**WHAT TO WORK ON:**
**1.** According to the Durga passage, what animal does Durga ride?
**2.** Continue the Durga passage below, starting right after its final sentence.

**EXCERPTED TEXT:**
-*-*-

Do you know who created Devi Durga? According to Hindu mythology Devi Durga was a power created in heaven by the Devas (Gods) Lord Brahma, Vishnu and Maheshwar (Shiva) to overcome the buffalo demon Mahishasur who had been tormenting them, the lesser Gods and Sanyasis (hermits) for long. The Devas collated their energies to form the radiant power Shakti - Shakti which evolved into Goddess Durga.
Durga is thus said to hold the combined powers of the Great Brahma, Vishnu and Maheshwar. This mythological fact also explains why Durga came to be known as 'Mahishasur Mardini' or the slayer of the buffalo-demon.
"Shakti" which evolved into Goddess Durga, was entrusted with ten hands, each of which was armed with special weapons from the Devas (Gods). She is also seen to ride a lion which is considered to be her bahon (vehicle). Durga fought the buffalo demon Mahishasurfor nine days and nights, and killed him finally on the tenth day of Ashwin Shukla Paksha.

-*-*-

Coordinate labeling data
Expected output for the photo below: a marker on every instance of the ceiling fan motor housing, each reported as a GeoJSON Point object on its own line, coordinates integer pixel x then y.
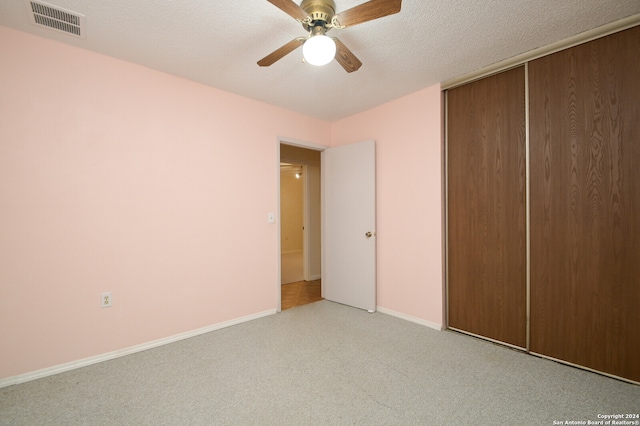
{"type": "Point", "coordinates": [320, 12]}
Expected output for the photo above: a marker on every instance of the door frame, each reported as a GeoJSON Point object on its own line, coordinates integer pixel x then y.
{"type": "Point", "coordinates": [306, 145]}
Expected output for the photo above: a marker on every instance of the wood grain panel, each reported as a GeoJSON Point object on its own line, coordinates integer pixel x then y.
{"type": "Point", "coordinates": [585, 204]}
{"type": "Point", "coordinates": [486, 208]}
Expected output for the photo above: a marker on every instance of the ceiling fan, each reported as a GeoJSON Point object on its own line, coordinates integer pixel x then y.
{"type": "Point", "coordinates": [318, 17]}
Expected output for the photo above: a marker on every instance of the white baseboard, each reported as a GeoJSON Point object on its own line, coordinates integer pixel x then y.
{"type": "Point", "coordinates": [56, 369]}
{"type": "Point", "coordinates": [405, 317]}
{"type": "Point", "coordinates": [284, 252]}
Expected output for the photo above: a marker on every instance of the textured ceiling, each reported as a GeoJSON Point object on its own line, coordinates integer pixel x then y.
{"type": "Point", "coordinates": [218, 43]}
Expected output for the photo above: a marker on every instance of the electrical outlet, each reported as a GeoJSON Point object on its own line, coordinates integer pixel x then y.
{"type": "Point", "coordinates": [106, 300]}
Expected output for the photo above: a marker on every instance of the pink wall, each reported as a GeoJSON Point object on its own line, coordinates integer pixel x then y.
{"type": "Point", "coordinates": [409, 183]}
{"type": "Point", "coordinates": [115, 177]}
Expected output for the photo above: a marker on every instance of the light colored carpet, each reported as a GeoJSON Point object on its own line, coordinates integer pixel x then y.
{"type": "Point", "coordinates": [320, 364]}
{"type": "Point", "coordinates": [291, 268]}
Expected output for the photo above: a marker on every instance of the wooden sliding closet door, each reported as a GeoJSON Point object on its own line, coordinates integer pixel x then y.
{"type": "Point", "coordinates": [585, 204]}
{"type": "Point", "coordinates": [486, 207]}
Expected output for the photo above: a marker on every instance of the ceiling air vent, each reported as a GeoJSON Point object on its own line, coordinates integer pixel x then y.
{"type": "Point", "coordinates": [56, 18]}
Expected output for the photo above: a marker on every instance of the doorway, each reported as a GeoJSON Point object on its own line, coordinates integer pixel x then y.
{"type": "Point", "coordinates": [300, 234]}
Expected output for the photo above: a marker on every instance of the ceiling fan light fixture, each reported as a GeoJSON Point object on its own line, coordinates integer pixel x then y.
{"type": "Point", "coordinates": [319, 50]}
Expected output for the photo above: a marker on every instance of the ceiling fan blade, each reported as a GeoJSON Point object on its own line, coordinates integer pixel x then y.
{"type": "Point", "coordinates": [368, 11]}
{"type": "Point", "coordinates": [345, 58]}
{"type": "Point", "coordinates": [290, 8]}
{"type": "Point", "coordinates": [281, 52]}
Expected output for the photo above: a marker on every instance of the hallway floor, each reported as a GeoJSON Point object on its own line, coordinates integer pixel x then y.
{"type": "Point", "coordinates": [300, 293]}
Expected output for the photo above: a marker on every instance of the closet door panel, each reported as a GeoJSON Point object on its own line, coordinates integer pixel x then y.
{"type": "Point", "coordinates": [585, 204]}
{"type": "Point", "coordinates": [486, 208]}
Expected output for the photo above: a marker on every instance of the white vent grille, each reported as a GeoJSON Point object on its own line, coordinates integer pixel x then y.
{"type": "Point", "coordinates": [56, 18]}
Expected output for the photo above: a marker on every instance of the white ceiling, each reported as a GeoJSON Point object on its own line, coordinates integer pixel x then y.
{"type": "Point", "coordinates": [218, 43]}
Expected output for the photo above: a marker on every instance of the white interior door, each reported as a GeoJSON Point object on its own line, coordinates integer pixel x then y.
{"type": "Point", "coordinates": [348, 228]}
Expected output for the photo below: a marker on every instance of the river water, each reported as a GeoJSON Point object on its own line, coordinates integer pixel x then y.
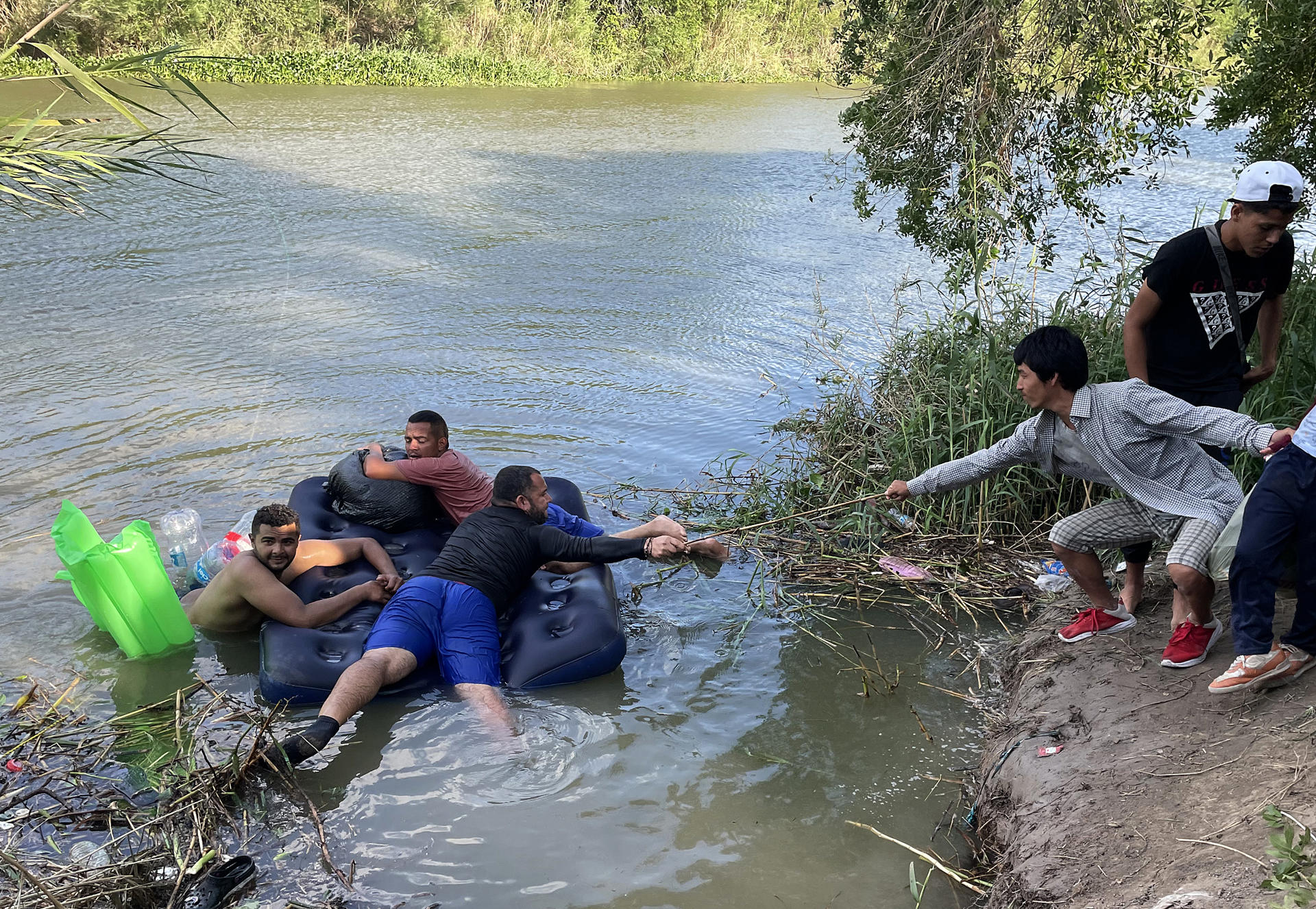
{"type": "Point", "coordinates": [609, 282]}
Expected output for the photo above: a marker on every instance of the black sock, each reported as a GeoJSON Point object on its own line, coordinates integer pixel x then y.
{"type": "Point", "coordinates": [311, 740]}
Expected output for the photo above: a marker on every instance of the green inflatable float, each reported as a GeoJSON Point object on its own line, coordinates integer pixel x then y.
{"type": "Point", "coordinates": [123, 583]}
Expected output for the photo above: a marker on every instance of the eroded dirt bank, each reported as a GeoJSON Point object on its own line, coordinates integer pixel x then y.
{"type": "Point", "coordinates": [1157, 777]}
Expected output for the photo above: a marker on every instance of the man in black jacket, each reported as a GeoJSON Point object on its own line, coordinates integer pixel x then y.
{"type": "Point", "coordinates": [450, 611]}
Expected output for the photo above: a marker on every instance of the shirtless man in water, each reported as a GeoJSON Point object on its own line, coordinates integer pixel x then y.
{"type": "Point", "coordinates": [254, 584]}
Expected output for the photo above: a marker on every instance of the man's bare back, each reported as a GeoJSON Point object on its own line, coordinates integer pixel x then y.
{"type": "Point", "coordinates": [254, 585]}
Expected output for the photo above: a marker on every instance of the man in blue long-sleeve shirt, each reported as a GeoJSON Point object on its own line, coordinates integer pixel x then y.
{"type": "Point", "coordinates": [450, 611]}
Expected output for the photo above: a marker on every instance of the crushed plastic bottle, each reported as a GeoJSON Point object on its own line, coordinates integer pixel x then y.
{"type": "Point", "coordinates": [903, 520]}
{"type": "Point", "coordinates": [1053, 583]}
{"type": "Point", "coordinates": [181, 544]}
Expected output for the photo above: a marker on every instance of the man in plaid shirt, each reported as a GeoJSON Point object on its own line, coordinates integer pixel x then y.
{"type": "Point", "coordinates": [1141, 441]}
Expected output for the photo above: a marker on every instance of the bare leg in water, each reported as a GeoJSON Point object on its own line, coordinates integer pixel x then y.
{"type": "Point", "coordinates": [360, 684]}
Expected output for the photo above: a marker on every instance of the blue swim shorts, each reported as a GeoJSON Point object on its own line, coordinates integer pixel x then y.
{"type": "Point", "coordinates": [430, 616]}
{"type": "Point", "coordinates": [569, 522]}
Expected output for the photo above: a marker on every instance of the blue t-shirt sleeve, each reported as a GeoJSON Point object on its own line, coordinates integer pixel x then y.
{"type": "Point", "coordinates": [570, 524]}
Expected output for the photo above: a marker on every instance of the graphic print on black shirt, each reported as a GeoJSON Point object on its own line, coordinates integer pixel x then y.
{"type": "Point", "coordinates": [1190, 340]}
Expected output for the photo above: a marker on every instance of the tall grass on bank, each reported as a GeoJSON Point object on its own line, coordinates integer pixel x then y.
{"type": "Point", "coordinates": [437, 43]}
{"type": "Point", "coordinates": [945, 389]}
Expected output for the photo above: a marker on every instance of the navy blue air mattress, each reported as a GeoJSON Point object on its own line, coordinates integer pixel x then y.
{"type": "Point", "coordinates": [562, 629]}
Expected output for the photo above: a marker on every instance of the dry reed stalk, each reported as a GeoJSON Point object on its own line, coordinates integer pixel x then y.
{"type": "Point", "coordinates": [140, 787]}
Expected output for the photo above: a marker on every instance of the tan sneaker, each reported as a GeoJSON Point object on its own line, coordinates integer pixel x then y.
{"type": "Point", "coordinates": [1298, 662]}
{"type": "Point", "coordinates": [1250, 672]}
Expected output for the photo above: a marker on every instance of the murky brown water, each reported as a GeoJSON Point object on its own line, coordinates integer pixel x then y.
{"type": "Point", "coordinates": [600, 280]}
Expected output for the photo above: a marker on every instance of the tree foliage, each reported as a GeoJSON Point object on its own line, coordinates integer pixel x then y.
{"type": "Point", "coordinates": [1270, 78]}
{"type": "Point", "coordinates": [987, 114]}
{"type": "Point", "coordinates": [49, 161]}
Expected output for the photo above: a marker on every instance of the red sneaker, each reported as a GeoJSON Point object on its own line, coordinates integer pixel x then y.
{"type": "Point", "coordinates": [1095, 621]}
{"type": "Point", "coordinates": [1190, 644]}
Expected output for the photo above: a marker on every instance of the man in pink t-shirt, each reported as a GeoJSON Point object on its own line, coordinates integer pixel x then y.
{"type": "Point", "coordinates": [462, 488]}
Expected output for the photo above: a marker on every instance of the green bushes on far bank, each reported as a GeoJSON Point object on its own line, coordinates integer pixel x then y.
{"type": "Point", "coordinates": [947, 387]}
{"type": "Point", "coordinates": [454, 41]}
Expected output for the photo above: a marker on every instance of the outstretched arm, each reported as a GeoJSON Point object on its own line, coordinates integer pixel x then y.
{"type": "Point", "coordinates": [341, 552]}
{"type": "Point", "coordinates": [659, 526]}
{"type": "Point", "coordinates": [263, 591]}
{"type": "Point", "coordinates": [1167, 415]}
{"type": "Point", "coordinates": [557, 546]}
{"type": "Point", "coordinates": [1020, 448]}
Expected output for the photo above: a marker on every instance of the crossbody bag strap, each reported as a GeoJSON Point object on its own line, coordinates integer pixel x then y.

-*-*-

**REPLIES:**
**1.** A lion, which is considered her bahon (vehicle).

**2.**
Her eyes bear important significance as well. Her left eye is a representation of desire, symbolized by the moon, her right eye symbolized by the sun is action; and her middle eye stands for knowledge which is symbolized by Agni (fire).
The power of the goddess and her win over evil is celebrated through fasting and feasts during this 10-day period which is
the celebration of Durga Pujo.
Across India, Durga is worshipped in various forms by different cultures and states. While Eastern India celebrates Durga Puja, the Goddess is worshipped in North India as Sherawali or Ambe Maa in Western India during the same period - the celebrations termed as Navratri. Navratri is a 9 day festival which culminates to Dussehra – the day celebrating the victory of Lord Rama over Ravana.
Interestingly, the invincible Warrior Goddess is worshipped as Maa or Mother in Bengal. In this unique avatar, Maa Durga is accompanied by her children – daughters Lakshmi and Saraswati and sons Ganesh and Kartik.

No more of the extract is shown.